*What this exercise asks*
1 > Decide whether each statement agrees with the love-languages column. For each, answer yes or no and quote the deciding words.
(a) Chapman's book The Five Love Languages came out in 1992.
(b) Once forced to sit, the mother-in-law kept sitting through meals for the rest of the holidays.
(c) The husband proposed that the writer get a pair of geese.
2 > Using the love-languages column, explain why the family refused to touch their food whenever the mother-in-law stood up.
3 > Answer from the love-languages column, one line each:
(a) Which newspaper did Chapman speak to in 2022?
(b) What biscuits does a family member stuff the cupboard with?
(c) What does a sibling say the writer looks like when trying a new look?

==== Supplied passage

It took a while, over the holidays, to work out how to stop my exhausted, frail mother-in-law jumping up constantly to fetch more food without ever eating herself, but my husband eventually cracked it. “None of us will eat unless you’re sitting with us,” he told her. We downed cutlery the minute she stood up, refusing to touch anything on the table until, thwarted, she was forced to sit, even occasionally nibbling from her plate. It didn’t last, of course – she was soon back ferreting in the fridge because that’s her love language: muscular feeding, spiced with exhortations against waste and occasional emotional blackmail.
The American Baptist pastor Gary Chapman’s book The Five Love Languages, published in 1992, has a slightly hokey, patriarchal quality, but there is a grain of something universally resonant there: we give, receive and expect love in ways others might not understand (or indeed want). Chapman is confident his five “languages” – words of affirmation, quality time, gifts, acts of service and physical touch – cover the bases. “I think most of the ways of expressing love fit into one of these,” he told the New York Times in 2022. Most, maybe, but he certainly couldn’t capture all our intimate vernaculars.
Spending time with family in recent weeks, many of us will have been viscerally reminded of the, erm, eccentric ways they express love. Barking that your tyres are bald, sliding unwanted plates of fruit on to your lap, swaddling you tighter than a medieval baby in blankets as you protest that you are sweltering, laundering everything you aren’t actually wearing, stuffing the cupboard with mint Viscount biscuits because you liked them when you were six. If we had all had enough therapy, perhaps we would show our love more healthily, but instead, we find unique and baffling ways to show our feelings. Here are a few more esoteric love dialects I’ve seen – and spoken – recently.
Worrying
Surely one of the most universal alternative love languages is audibly or visibly modelling and predicting, with the processing power of a quantum supercomputer, all the terrible things that might conceivably happen to your beloveds in any and every scenario? That’s how you keep them safe, duh!
Acts of Google
I recently woke to find my husband brandishing his phone, a manic glint in his over-caffeinated eye. “What you need,” he said confidently, “is a single female goose.” Since my hens fell prey to a fox last year, causing me deep, lasting grief, he has been trying to find ways for me to have free-ranging chooks again. Other suggestions have included a pony-sized livestock dog, an emu (really) and AI-enabled fox recognition cameras that set off a sprinkler and radio. I recognise this unhinged research for the act of love it is.
Words of non-affirmation
“I love you”– pffff. How about: “You’re looking tired” or “Your cousin just bought a Porsche” or (habitually from a sibling when we’re trialling a new look) “What the hell is that on your head? You look like a poodle.” We express love with ridicule, judgment, haranguing and pointed comparisons. Is it healthy? No. Inevitable? Probably.

========
==== Records shown

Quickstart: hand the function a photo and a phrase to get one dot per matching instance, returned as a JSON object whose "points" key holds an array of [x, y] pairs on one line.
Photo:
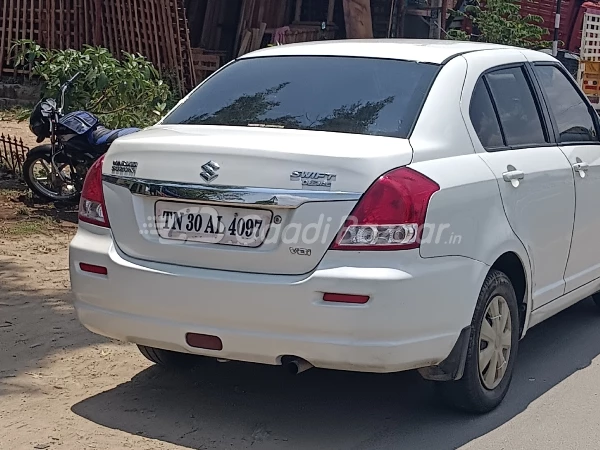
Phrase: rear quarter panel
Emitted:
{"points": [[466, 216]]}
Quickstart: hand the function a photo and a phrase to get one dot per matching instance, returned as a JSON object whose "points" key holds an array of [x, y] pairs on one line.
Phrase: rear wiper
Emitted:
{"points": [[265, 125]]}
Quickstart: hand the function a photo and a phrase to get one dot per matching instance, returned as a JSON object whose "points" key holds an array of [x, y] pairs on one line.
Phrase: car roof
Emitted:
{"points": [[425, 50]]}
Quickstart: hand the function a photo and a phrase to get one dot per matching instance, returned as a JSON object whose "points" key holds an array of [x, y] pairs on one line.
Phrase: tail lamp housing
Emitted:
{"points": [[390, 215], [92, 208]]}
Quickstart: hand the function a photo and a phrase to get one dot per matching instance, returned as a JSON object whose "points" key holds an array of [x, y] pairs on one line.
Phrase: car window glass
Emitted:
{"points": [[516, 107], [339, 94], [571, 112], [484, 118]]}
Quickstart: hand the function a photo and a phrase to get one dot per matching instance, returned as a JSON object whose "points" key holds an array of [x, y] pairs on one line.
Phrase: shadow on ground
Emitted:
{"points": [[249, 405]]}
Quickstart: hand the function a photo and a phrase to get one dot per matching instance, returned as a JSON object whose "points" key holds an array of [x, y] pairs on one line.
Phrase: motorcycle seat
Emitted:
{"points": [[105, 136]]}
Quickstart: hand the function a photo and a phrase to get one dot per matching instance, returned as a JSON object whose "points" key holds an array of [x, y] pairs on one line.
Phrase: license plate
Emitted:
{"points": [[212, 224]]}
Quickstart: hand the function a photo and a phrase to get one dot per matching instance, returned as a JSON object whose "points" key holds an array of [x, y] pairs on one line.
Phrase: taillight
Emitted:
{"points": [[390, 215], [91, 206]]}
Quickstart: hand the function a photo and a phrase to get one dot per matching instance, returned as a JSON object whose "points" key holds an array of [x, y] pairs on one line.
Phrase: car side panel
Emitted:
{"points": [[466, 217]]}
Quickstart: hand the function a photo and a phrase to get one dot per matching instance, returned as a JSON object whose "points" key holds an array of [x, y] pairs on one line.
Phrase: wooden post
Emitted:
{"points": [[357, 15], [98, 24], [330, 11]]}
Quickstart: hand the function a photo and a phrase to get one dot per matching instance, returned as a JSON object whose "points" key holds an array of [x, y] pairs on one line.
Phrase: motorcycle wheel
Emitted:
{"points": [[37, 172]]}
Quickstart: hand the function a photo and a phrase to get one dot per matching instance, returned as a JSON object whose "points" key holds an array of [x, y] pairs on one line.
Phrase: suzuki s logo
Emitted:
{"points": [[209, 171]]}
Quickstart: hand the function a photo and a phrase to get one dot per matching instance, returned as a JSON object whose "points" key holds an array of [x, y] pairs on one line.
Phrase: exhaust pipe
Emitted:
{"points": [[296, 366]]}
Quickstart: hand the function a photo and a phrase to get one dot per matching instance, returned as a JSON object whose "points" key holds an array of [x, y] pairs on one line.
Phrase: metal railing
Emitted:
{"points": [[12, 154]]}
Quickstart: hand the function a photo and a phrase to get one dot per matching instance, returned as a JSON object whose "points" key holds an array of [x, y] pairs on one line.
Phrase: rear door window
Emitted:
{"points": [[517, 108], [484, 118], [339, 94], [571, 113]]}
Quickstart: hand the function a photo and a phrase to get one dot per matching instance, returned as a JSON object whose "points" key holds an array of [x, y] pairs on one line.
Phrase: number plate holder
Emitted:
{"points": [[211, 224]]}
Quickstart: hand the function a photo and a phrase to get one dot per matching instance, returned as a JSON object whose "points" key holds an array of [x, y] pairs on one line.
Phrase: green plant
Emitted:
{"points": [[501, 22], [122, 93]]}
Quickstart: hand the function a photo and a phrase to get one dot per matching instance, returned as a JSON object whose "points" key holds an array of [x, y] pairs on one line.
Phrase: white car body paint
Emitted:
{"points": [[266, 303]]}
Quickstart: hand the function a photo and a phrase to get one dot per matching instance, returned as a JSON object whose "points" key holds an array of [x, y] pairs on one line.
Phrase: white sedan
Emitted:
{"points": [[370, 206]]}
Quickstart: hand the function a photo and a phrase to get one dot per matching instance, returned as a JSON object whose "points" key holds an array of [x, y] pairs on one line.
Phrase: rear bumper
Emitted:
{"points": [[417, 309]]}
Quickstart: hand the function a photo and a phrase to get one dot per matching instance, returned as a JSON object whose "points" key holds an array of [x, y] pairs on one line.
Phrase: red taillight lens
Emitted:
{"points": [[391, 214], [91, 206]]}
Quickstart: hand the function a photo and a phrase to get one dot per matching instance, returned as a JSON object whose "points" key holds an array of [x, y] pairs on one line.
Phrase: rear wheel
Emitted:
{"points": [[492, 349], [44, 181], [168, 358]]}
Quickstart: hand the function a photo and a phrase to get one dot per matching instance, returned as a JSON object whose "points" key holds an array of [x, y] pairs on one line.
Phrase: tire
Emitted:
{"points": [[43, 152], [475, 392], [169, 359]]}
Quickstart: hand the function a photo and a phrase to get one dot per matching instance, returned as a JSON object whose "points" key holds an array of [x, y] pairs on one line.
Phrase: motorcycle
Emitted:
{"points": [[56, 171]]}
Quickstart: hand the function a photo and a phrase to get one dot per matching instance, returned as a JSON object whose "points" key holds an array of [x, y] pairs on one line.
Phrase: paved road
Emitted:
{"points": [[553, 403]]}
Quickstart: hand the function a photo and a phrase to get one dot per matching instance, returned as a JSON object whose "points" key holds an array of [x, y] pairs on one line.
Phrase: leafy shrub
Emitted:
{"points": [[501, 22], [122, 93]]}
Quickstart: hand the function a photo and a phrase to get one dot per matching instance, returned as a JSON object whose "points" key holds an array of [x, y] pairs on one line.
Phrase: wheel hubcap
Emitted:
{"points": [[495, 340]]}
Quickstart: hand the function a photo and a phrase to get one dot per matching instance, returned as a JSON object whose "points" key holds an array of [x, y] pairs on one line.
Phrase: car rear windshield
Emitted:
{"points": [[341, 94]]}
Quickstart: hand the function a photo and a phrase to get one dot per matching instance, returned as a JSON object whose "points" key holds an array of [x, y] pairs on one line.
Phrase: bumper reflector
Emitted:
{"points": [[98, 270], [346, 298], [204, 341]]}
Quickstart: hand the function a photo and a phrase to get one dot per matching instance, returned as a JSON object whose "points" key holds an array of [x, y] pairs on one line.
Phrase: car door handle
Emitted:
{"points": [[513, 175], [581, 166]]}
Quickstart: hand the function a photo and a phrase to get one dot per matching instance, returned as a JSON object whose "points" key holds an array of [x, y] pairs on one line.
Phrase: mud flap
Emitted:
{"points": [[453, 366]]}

========

*Solved tasks*
1 >
(a) Yes: "published in 1992"
(b) No: "It didn’t last, of course – she was soon back ferreting in the fridge"
(c) No: "What you need," he said confidently, "is a single female goose."

2 > The exhausted, frail mother-in-law kept jumping up to fetch more food without ever eating herself. Refusing to eat unless she sat with them was the husband's way to stop this. Thwarted, she was forced to sit and even occasionally nibbled from her plate.

3 >
(a) The New York Times
(b) Mint Viscount biscuits
(c) A poodle